Start of DATASET EXTRACT

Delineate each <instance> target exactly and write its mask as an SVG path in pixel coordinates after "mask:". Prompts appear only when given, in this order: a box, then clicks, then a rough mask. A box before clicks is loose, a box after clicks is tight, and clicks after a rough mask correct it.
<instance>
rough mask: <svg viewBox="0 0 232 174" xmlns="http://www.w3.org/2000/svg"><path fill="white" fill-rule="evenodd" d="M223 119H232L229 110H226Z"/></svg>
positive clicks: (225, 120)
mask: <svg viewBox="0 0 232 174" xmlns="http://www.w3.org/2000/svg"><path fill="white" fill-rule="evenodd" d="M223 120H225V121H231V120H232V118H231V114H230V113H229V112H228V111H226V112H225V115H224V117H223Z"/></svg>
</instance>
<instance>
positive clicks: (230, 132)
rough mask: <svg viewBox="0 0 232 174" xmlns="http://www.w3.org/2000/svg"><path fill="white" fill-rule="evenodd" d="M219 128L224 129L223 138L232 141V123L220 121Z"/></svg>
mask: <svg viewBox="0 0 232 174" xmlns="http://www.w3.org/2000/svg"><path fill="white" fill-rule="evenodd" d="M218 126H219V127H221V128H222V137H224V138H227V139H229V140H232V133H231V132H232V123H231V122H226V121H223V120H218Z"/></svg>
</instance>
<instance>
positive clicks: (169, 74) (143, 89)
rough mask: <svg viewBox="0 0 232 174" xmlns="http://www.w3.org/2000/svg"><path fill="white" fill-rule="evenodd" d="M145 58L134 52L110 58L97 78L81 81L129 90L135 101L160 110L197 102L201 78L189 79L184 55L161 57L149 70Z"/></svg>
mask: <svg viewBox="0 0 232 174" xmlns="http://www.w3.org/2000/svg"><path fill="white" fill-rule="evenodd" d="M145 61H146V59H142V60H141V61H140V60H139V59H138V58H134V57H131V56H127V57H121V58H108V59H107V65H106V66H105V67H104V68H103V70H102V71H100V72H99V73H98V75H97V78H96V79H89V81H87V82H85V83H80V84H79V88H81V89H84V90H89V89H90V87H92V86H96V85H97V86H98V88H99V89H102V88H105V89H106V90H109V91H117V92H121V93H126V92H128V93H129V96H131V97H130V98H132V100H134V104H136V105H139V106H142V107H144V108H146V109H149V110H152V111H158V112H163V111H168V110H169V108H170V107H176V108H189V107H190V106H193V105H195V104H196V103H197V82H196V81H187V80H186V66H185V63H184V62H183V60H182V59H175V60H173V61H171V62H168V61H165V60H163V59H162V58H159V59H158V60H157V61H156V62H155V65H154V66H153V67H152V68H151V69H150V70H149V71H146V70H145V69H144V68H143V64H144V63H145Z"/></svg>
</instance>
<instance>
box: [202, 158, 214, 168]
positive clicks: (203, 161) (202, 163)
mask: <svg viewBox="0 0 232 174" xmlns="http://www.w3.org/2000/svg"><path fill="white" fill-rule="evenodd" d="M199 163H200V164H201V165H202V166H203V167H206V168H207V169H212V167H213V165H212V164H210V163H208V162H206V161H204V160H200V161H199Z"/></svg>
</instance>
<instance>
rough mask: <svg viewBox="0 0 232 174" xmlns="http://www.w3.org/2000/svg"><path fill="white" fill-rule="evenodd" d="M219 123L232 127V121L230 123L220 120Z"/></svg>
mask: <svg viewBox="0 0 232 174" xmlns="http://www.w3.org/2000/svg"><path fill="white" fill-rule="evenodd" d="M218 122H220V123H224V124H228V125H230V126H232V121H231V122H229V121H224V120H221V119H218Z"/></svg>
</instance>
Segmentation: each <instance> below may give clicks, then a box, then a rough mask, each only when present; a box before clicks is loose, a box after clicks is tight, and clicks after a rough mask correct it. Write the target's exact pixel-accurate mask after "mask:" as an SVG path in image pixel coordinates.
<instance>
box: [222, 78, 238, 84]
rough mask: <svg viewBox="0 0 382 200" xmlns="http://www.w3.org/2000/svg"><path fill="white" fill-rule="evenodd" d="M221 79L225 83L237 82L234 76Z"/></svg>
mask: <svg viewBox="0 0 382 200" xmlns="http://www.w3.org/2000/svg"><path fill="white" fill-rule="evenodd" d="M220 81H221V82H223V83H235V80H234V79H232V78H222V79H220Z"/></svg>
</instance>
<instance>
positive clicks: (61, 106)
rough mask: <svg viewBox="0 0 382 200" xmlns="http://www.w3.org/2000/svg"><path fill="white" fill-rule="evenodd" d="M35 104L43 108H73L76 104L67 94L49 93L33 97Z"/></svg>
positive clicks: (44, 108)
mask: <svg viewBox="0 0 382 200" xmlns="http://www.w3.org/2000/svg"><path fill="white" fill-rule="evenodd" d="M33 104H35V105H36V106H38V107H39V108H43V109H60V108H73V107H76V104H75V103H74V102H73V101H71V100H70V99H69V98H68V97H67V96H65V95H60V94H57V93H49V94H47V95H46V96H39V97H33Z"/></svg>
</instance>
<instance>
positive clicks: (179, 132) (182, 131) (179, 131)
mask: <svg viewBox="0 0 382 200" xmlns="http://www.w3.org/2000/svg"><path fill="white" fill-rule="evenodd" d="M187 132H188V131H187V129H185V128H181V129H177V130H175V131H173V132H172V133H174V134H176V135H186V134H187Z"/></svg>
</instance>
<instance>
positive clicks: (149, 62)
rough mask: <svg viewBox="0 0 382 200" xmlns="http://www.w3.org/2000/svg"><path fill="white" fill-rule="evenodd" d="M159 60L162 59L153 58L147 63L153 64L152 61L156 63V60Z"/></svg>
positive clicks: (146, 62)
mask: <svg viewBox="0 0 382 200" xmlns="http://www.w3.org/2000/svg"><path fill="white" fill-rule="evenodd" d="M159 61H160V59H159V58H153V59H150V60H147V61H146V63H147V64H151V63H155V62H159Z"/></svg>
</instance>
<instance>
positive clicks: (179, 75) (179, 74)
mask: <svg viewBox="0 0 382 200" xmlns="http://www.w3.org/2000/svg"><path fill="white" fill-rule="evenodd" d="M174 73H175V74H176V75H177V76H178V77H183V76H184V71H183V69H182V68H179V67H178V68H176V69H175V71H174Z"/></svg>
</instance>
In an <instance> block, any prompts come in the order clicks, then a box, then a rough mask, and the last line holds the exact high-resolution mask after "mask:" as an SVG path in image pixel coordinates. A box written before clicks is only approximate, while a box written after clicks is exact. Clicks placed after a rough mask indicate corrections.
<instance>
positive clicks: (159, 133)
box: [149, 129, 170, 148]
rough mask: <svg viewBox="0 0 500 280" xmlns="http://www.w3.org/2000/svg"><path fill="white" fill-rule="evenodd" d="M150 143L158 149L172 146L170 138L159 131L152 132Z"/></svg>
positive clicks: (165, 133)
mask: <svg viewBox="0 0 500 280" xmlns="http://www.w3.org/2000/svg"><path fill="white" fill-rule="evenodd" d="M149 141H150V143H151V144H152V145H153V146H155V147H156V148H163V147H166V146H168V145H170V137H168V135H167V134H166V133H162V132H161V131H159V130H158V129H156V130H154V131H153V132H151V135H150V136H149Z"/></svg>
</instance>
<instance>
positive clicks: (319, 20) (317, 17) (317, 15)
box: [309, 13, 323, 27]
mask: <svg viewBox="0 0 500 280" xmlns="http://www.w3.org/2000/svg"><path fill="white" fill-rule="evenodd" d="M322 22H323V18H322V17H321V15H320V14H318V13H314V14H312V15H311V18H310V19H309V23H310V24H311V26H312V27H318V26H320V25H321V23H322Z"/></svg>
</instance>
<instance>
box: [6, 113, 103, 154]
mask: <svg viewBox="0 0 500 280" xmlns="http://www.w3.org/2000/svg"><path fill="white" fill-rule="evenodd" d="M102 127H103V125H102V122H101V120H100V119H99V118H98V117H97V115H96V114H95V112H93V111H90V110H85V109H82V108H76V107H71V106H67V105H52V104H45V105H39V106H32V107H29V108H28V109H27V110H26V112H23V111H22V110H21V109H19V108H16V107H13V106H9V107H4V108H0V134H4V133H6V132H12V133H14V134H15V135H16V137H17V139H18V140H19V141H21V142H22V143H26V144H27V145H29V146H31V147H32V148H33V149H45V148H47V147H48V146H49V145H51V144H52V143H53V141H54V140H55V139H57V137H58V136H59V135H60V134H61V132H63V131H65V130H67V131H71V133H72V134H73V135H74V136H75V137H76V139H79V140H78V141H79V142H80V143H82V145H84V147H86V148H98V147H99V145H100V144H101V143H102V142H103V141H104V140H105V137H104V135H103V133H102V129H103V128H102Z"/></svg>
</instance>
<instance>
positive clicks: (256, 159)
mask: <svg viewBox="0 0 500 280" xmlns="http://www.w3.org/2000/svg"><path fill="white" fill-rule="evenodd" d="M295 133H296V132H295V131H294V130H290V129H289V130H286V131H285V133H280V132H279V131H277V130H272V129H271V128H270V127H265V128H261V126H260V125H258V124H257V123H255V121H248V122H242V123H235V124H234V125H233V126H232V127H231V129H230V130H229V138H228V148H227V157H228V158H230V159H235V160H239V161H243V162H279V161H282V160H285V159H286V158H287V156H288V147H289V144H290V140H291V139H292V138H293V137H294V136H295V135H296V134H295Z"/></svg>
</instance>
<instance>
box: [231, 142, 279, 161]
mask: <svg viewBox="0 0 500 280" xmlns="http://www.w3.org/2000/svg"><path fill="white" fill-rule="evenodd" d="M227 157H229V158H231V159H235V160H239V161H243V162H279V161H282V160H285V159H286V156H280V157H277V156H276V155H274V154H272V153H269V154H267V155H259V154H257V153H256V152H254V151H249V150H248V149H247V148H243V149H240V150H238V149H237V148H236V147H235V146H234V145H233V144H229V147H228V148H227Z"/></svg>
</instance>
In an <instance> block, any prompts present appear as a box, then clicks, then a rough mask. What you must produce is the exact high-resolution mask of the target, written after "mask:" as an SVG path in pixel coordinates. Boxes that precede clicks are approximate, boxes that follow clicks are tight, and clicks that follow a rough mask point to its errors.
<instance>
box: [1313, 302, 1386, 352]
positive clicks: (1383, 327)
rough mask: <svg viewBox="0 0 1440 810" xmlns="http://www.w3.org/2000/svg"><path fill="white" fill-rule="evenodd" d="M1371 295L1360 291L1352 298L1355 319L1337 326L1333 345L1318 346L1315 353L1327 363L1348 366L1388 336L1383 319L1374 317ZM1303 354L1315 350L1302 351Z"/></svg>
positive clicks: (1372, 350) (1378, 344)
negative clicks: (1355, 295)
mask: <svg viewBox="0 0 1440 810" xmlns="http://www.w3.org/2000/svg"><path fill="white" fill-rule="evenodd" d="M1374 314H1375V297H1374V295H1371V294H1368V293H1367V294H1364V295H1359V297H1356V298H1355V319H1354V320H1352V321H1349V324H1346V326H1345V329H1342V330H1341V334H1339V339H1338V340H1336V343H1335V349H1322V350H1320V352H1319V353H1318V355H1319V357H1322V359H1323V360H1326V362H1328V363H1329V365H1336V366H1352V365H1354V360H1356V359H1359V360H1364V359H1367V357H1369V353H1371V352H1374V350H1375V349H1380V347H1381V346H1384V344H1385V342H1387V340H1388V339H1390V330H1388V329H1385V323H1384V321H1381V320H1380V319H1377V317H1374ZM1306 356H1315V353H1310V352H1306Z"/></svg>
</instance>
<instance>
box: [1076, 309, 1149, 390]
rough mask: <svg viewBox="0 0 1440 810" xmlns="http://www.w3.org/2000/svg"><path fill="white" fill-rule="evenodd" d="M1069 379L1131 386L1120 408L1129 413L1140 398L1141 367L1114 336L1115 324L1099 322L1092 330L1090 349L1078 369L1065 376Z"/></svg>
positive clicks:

End of DATASET EXTRACT

What you give back should be only the lines of the records above, starting at the line with "positive clicks: (61, 106)" and ending at the line with "143L158 149L172 146L170", restated word for word.

#### [SOLUTION TO THIS EXERCISE]
positive clicks: (61, 106)
rough mask: <svg viewBox="0 0 382 200" xmlns="http://www.w3.org/2000/svg"><path fill="white" fill-rule="evenodd" d="M35 104L43 108H73L76 104L67 94L49 93L33 97Z"/></svg>
positive clicks: (44, 108)
mask: <svg viewBox="0 0 382 200" xmlns="http://www.w3.org/2000/svg"><path fill="white" fill-rule="evenodd" d="M33 104H35V105H36V106H38V107H39V108H43V109H60V108H73V107H76V104H75V103H74V102H73V101H71V100H70V99H69V98H68V97H67V96H65V95H60V94H57V93H49V94H47V95H46V96H39V97H33Z"/></svg>
</instance>
<instance>
positive clicks: (179, 132) (182, 131) (179, 131)
mask: <svg viewBox="0 0 382 200" xmlns="http://www.w3.org/2000/svg"><path fill="white" fill-rule="evenodd" d="M187 132H188V131H187V129H185V128H181V129H177V130H175V131H173V132H172V133H174V134H176V135H186V134H187Z"/></svg>
</instance>
<instance>
positive clicks: (149, 62)
rough mask: <svg viewBox="0 0 382 200" xmlns="http://www.w3.org/2000/svg"><path fill="white" fill-rule="evenodd" d="M159 60L162 59L153 58L147 63L153 64L152 61L156 63V60Z"/></svg>
positive clicks: (146, 62)
mask: <svg viewBox="0 0 382 200" xmlns="http://www.w3.org/2000/svg"><path fill="white" fill-rule="evenodd" d="M159 61H160V59H159V58H153V59H150V60H147V61H146V63H147V64H151V63H155V62H159Z"/></svg>
</instance>
<instance>
positive clicks: (179, 75) (179, 74)
mask: <svg viewBox="0 0 382 200" xmlns="http://www.w3.org/2000/svg"><path fill="white" fill-rule="evenodd" d="M174 73H175V74H176V75H177V76H178V77H183V76H184V71H183V69H182V68H179V67H178V68H176V69H175V71H174Z"/></svg>
</instance>
In an <instance> block, any prompts come in the order clicks, then a box, then a rough mask, and the last line holds the exact high-resolution mask after "mask:" as an SVG path in image pixel coordinates. A box written before clicks is only approximate, while a box written after clicks is exact. Clicks placed after a rough mask indicate corrections.
<instance>
positive clicks: (159, 133)
box: [149, 129, 170, 148]
rough mask: <svg viewBox="0 0 500 280" xmlns="http://www.w3.org/2000/svg"><path fill="white" fill-rule="evenodd" d="M150 143L158 149L172 146L170 138L159 131L152 132Z"/></svg>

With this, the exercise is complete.